Your instructions: Leaving out the images, repeat all the lines below exactly.

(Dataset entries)
+++
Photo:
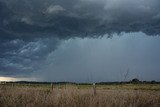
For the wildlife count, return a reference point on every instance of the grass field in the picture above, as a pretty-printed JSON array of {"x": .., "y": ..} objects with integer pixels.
[{"x": 42, "y": 95}]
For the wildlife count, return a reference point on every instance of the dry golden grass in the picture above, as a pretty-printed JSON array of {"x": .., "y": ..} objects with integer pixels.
[{"x": 71, "y": 96}]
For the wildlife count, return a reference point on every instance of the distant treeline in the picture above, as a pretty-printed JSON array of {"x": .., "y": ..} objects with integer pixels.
[{"x": 133, "y": 81}]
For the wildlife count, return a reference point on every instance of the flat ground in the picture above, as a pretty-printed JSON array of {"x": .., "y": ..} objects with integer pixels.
[{"x": 42, "y": 95}]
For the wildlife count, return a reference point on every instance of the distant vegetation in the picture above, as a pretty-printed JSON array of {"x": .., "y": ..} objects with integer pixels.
[{"x": 33, "y": 94}]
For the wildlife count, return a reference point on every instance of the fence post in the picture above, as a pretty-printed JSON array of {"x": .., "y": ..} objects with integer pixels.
[
  {"x": 51, "y": 86},
  {"x": 94, "y": 89}
]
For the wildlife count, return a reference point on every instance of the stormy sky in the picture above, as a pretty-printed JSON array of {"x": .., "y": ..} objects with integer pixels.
[{"x": 80, "y": 40}]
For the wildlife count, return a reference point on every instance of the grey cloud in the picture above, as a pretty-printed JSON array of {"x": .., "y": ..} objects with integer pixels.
[
  {"x": 81, "y": 18},
  {"x": 21, "y": 58}
]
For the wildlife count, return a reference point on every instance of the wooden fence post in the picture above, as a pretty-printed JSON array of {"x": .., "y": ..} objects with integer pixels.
[
  {"x": 94, "y": 89},
  {"x": 51, "y": 86}
]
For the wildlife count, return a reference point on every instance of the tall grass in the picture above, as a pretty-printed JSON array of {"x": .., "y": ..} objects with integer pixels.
[{"x": 72, "y": 96}]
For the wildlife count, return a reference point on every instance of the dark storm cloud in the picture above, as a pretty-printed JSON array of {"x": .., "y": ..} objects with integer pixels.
[
  {"x": 20, "y": 58},
  {"x": 81, "y": 18}
]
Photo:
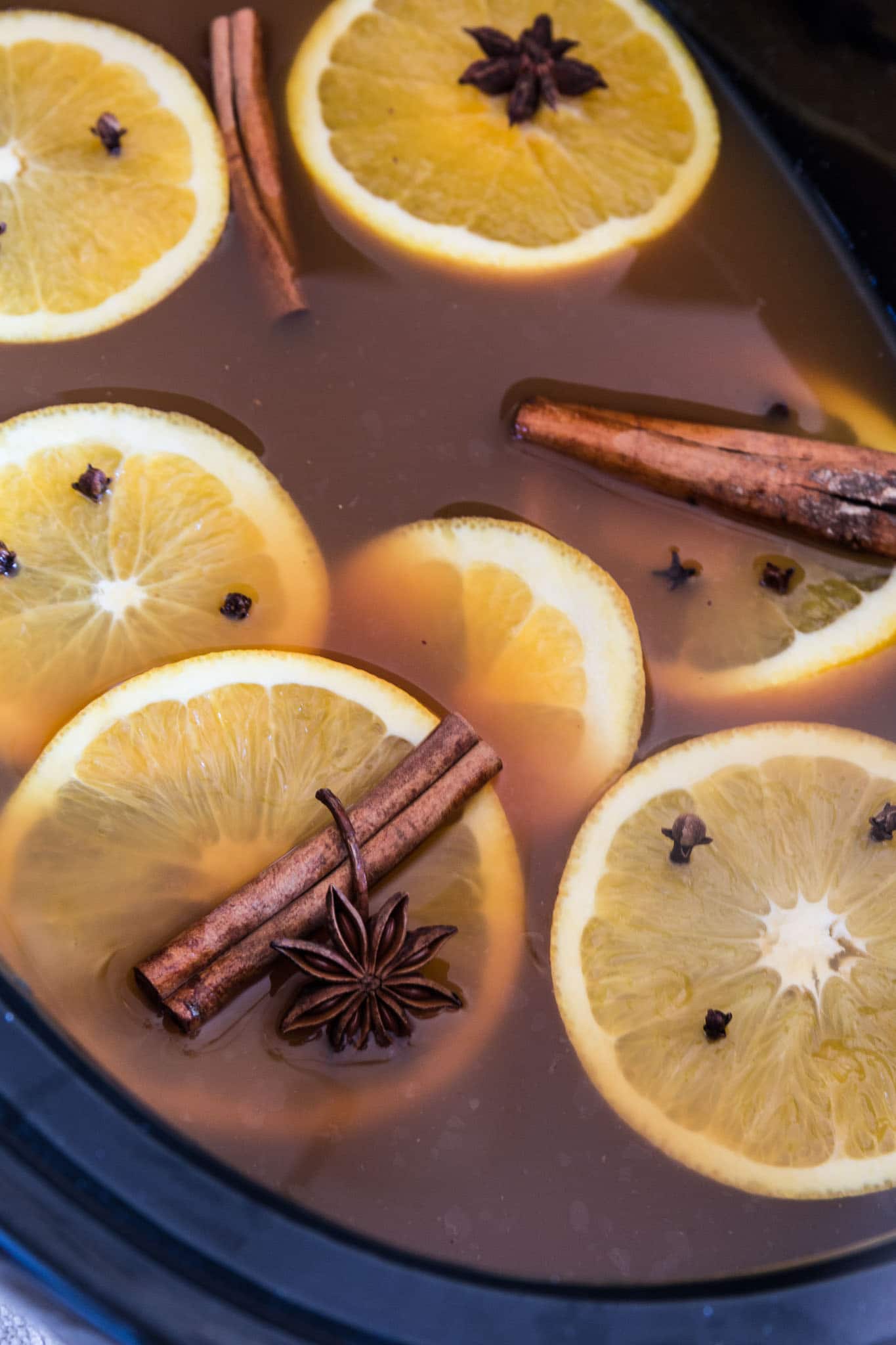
+++
Result of this task:
Photo:
For the wildlife count, return a reference point on every instance of the grass field in the picture above, as a pretty-printed JSON array of {"x": .., "y": ..} objects with integer pixels.
[{"x": 42, "y": 95}]
For the wildlife count, return a reference point on every instance of the dry golden grass in the picture above, as a pretty-printed JSON array of {"x": .., "y": ..} objects with integer pixels.
[{"x": 71, "y": 96}]
For the wildlife count, return a reference point on every instance of the distant treeline in the picture above, as a pretty-printed JSON array of {"x": .., "y": ..} objects with integer pixels.
[{"x": 133, "y": 81}]
For the wildlife count, return a reference point on every instance of the flat ground in the picture above, as a pretty-printed JSON array of {"x": .., "y": ..} objects with integer pixels.
[{"x": 42, "y": 95}]
For the wildlife count, return a reference point on every instance of the distant vegetation in the picture above, as a pretty-printed JSON array of {"x": .., "y": ..} objects with integer pixels.
[{"x": 33, "y": 94}]
For the wildlife count, return a reference point on every instance of the fence post in the picture above, as a pretty-printed JSON array of {"x": .., "y": ..} objects with integer pixels.
[
  {"x": 51, "y": 86},
  {"x": 94, "y": 89}
]
For the wildlife count, return a reference point on every instance of the stormy sky in the picture above, as a pretty-printed JSON array of {"x": .., "y": ..} objects with integer pixels.
[{"x": 80, "y": 40}]
For the wildlife count, return a reference point on every instance of the grey cloud in the picture above, as a pretty-printed JSON array of {"x": .., "y": ..} objects with integer pixels.
[
  {"x": 81, "y": 18},
  {"x": 21, "y": 58}
]
For the wildlife count, return a reference point on every instance of the wooden fence post in the picture above, as a pretty-printed JSON array of {"x": .., "y": ..} objects with integer pixels.
[
  {"x": 94, "y": 89},
  {"x": 51, "y": 86}
]
For the wildlife count, return a reference point on every instance of the tall grass in the picture above, as a pretty-printed JSON array of {"x": .., "y": ..} objects with integer pixels.
[{"x": 72, "y": 96}]
For the wildlife count, return a reference point on every instance of the dark storm cloud in the picture above, as a pretty-printed JSON array of {"x": .., "y": ..} objects with integer pixels.
[
  {"x": 20, "y": 58},
  {"x": 81, "y": 18}
]
Photo:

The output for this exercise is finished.